▶ _Objective_
Can you lay out the material below as a two-column CSV with the headers "input" and "output", putting each text and its answer on one row? Wrap every value in double quotes as a single field, and replace any line breaks with spaces.

▶ _Records to process_
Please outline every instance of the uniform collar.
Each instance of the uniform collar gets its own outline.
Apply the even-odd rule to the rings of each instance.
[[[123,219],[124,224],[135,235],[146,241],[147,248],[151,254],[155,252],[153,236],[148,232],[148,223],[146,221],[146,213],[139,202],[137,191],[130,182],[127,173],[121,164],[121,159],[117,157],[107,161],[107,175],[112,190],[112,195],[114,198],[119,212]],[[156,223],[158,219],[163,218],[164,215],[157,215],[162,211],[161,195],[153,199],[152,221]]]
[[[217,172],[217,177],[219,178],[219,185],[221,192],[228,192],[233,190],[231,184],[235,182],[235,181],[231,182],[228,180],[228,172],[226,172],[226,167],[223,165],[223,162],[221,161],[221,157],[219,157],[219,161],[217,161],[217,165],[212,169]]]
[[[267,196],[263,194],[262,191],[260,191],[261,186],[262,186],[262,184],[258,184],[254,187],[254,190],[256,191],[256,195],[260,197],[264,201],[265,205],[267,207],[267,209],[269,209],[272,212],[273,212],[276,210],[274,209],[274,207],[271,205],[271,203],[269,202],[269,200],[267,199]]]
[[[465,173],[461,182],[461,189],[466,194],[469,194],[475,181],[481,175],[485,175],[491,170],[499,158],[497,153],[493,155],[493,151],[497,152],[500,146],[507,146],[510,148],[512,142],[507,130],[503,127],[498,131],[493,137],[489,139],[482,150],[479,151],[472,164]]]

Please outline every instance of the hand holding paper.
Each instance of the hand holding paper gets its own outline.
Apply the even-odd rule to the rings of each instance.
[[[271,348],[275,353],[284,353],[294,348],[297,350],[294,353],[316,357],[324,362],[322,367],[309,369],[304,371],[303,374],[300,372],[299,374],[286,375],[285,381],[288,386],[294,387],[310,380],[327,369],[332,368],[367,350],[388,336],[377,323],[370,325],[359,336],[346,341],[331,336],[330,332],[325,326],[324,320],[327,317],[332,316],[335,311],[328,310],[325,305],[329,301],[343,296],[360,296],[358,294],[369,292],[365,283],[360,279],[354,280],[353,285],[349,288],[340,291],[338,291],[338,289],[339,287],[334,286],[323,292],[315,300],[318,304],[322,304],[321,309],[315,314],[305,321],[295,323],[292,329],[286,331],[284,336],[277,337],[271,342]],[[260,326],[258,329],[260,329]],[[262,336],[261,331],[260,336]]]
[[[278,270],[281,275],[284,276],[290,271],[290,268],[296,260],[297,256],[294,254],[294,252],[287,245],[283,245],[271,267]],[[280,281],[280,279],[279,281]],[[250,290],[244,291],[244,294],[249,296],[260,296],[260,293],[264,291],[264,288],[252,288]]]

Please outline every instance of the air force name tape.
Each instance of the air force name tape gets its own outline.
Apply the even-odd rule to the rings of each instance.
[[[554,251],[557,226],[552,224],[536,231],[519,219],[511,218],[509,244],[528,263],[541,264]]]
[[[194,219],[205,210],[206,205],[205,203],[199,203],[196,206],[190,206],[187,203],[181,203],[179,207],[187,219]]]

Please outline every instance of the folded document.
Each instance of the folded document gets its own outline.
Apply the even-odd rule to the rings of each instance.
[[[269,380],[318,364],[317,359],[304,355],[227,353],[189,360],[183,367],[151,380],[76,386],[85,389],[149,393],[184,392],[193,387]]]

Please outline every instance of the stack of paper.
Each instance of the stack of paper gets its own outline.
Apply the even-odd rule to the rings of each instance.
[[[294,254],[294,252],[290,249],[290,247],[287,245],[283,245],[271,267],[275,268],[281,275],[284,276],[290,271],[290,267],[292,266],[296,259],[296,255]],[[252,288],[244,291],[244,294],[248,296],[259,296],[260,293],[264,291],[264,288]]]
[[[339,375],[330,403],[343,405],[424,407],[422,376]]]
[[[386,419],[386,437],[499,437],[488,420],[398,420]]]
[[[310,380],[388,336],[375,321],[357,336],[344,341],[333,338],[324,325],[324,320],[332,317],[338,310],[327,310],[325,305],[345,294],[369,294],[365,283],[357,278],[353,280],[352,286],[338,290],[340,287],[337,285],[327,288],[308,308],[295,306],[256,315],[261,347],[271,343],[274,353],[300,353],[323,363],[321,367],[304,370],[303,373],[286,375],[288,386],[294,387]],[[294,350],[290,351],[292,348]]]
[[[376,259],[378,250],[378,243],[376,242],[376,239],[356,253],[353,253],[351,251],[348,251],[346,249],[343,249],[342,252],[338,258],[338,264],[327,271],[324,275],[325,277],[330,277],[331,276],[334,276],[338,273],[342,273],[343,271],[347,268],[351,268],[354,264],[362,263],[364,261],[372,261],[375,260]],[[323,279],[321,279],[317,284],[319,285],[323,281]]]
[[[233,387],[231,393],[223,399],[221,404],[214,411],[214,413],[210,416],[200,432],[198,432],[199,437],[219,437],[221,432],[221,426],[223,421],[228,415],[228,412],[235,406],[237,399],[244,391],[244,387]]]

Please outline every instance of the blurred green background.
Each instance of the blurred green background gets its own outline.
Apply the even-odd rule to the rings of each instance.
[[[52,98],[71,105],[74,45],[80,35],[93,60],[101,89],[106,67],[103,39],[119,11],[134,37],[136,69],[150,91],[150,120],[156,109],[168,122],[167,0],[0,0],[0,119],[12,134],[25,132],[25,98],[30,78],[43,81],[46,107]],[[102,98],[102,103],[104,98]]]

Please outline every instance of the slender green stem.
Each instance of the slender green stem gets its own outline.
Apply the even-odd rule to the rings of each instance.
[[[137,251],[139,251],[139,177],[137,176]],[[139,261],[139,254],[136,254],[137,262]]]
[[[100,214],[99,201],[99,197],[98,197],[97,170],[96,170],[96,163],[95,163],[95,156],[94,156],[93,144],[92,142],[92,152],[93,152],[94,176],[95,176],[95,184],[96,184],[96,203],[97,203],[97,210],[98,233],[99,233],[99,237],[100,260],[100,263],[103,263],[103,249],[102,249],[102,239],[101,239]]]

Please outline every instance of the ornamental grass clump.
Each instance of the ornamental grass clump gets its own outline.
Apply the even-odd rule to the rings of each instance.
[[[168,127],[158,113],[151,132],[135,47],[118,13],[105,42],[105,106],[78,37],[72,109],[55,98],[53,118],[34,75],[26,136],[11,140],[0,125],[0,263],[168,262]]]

▶ _Correct output_
input,output
"Please outline every instance of the uniform collar. Each instance of the uniform collar gets its own outline. Apply the even-odd rule to the rings of each instance.","[[[123,219],[124,224],[135,235],[146,241],[147,248],[151,254],[155,252],[153,236],[148,232],[148,223],[146,221],[146,213],[139,202],[137,191],[130,182],[127,173],[121,164],[121,159],[117,157],[107,161],[107,175],[112,190],[112,195],[114,198],[119,212]],[[156,223],[158,219],[163,218],[164,215],[157,215],[162,211],[161,195],[153,199],[152,221]]] [[[217,172],[217,177],[219,178],[219,185],[221,192],[228,192],[233,190],[231,184],[235,182],[235,181],[231,182],[228,180],[228,172],[226,172],[226,167],[223,165],[223,162],[221,161],[221,157],[219,157],[219,161],[217,161],[217,165],[212,169]]] [[[267,196],[263,194],[262,191],[260,191],[261,186],[262,186],[262,184],[258,184],[254,187],[254,190],[256,191],[256,195],[260,197],[264,201],[265,205],[267,207],[267,209],[269,209],[272,212],[273,212],[276,210],[274,209],[274,207],[271,205],[271,203],[269,202],[269,200],[267,199]]] [[[465,173],[461,182],[461,189],[466,194],[469,194],[475,181],[481,175],[485,175],[491,170],[499,158],[497,153],[493,155],[493,151],[497,152],[500,146],[507,146],[510,148],[512,142],[507,130],[503,127],[498,131],[493,137],[489,139],[482,150],[479,151],[472,164]]]"
"Please outline every instance of the hand holding paper. Each instance of the hand holding paper gets its own outline. Apply the even-odd rule to the rings of each instance.","[[[271,348],[275,353],[284,353],[294,348],[297,350],[294,353],[316,357],[324,362],[322,367],[309,369],[304,371],[303,374],[300,372],[299,374],[286,375],[285,381],[288,386],[294,387],[310,380],[327,369],[332,368],[367,350],[388,336],[377,323],[370,325],[359,336],[346,341],[331,336],[330,332],[325,326],[324,320],[327,317],[332,316],[335,311],[328,310],[325,305],[329,301],[343,296],[360,296],[358,294],[369,292],[365,283],[360,279],[354,280],[353,285],[349,288],[340,291],[338,291],[338,289],[339,287],[334,286],[323,292],[315,300],[318,304],[322,304],[321,309],[315,314],[305,321],[295,323],[292,329],[286,331],[284,336],[277,337],[271,342]],[[260,326],[258,329],[260,329]],[[262,336],[261,331],[260,336]]] [[[278,270],[281,275],[284,276],[290,271],[290,268],[296,260],[297,256],[294,254],[294,252],[287,245],[283,245],[271,267]],[[280,281],[280,279],[279,281]],[[250,290],[244,291],[244,294],[249,296],[260,296],[260,293],[264,291],[264,288],[252,288]]]"
"Please outline every instance of the air force name tape. Each instance of the air force name tape gets its own outline. Apply the even-odd rule to the rings of each instance.","[[[554,251],[557,226],[552,224],[536,231],[519,219],[511,218],[509,244],[528,263],[541,264]]] [[[194,219],[205,210],[206,205],[205,203],[199,203],[196,206],[190,206],[187,203],[181,203],[179,207],[187,219]]]"
"Please outline every instance of the folded document. Each instance of the folded document gets its own outline. Apply the even-odd rule to the rings of each instance.","[[[269,380],[318,364],[317,359],[304,355],[227,353],[189,360],[183,367],[151,380],[76,386],[85,389],[149,393],[184,392],[193,387]]]"
"Please outline every instance of the stack of paper. Each instance of the stack of paper gets its own outline. Apply the even-odd rule to the rings of each instance.","[[[294,254],[294,252],[290,249],[290,247],[287,245],[283,245],[271,267],[275,268],[281,275],[284,276],[290,271],[290,267],[292,266],[296,259],[296,255]],[[252,288],[244,291],[244,294],[248,296],[259,296],[260,293],[264,291],[264,288]]] [[[339,375],[330,403],[343,405],[424,407],[422,376]]] [[[386,419],[386,437],[499,437],[488,420],[398,420]]] [[[310,380],[388,336],[375,321],[357,336],[344,341],[333,338],[324,325],[324,320],[332,317],[338,310],[327,310],[325,305],[345,294],[369,294],[365,283],[357,278],[353,280],[352,286],[338,290],[340,287],[337,285],[327,288],[308,308],[295,306],[256,315],[261,347],[271,343],[274,353],[300,353],[323,363],[321,367],[304,370],[303,373],[286,375],[288,386],[294,387]],[[294,350],[290,351],[292,348]]] [[[376,259],[378,250],[378,243],[376,242],[376,239],[356,253],[353,253],[351,251],[348,251],[346,249],[343,249],[342,252],[338,258],[338,264],[327,271],[324,275],[325,277],[330,277],[331,276],[334,276],[338,273],[342,273],[343,271],[347,268],[351,268],[354,264],[362,263],[364,261],[372,261],[375,260]],[[323,279],[321,279],[317,284],[319,285],[323,281]]] [[[233,387],[231,393],[223,399],[221,404],[214,411],[214,413],[210,416],[200,432],[198,432],[199,437],[219,437],[221,432],[221,426],[223,421],[228,415],[228,412],[235,406],[237,399],[244,391],[244,387]]]"
"Please outline every instance of the blurred green background. Each instance of the blurred green background gets its own outline. Apply the even-odd rule to the rings of each instance.","[[[52,98],[71,105],[74,45],[80,35],[93,60],[101,89],[106,67],[103,39],[119,11],[134,37],[136,69],[150,91],[150,120],[156,109],[168,122],[167,0],[0,0],[0,119],[12,134],[25,132],[25,98],[30,78],[43,81],[46,107]],[[102,98],[102,103],[104,98]]]"
"Please outline every instance of the slender green stem. Each instance of the slender green stem gets its own outline. Apply the even-odd rule to the rings of each instance.","[[[137,251],[139,251],[139,177],[137,176]],[[139,261],[139,254],[136,254],[137,262]]] [[[100,214],[99,201],[99,197],[98,197],[97,170],[96,170],[96,163],[95,163],[95,156],[94,156],[93,144],[92,142],[92,152],[93,152],[94,176],[95,176],[95,184],[96,184],[96,203],[97,203],[97,210],[98,233],[99,233],[99,237],[100,260],[100,263],[103,263],[103,249],[102,249],[102,239],[101,239]]]"
"Please outline every instance of the ornamental grass clump. Each instance of the ornamental grass clump gets its own outline. Apply the even-odd rule to the rings of each instance.","[[[168,127],[158,113],[151,132],[135,47],[118,13],[105,42],[105,106],[78,37],[72,109],[55,98],[53,118],[34,75],[26,136],[11,140],[0,125],[0,263],[168,262]]]"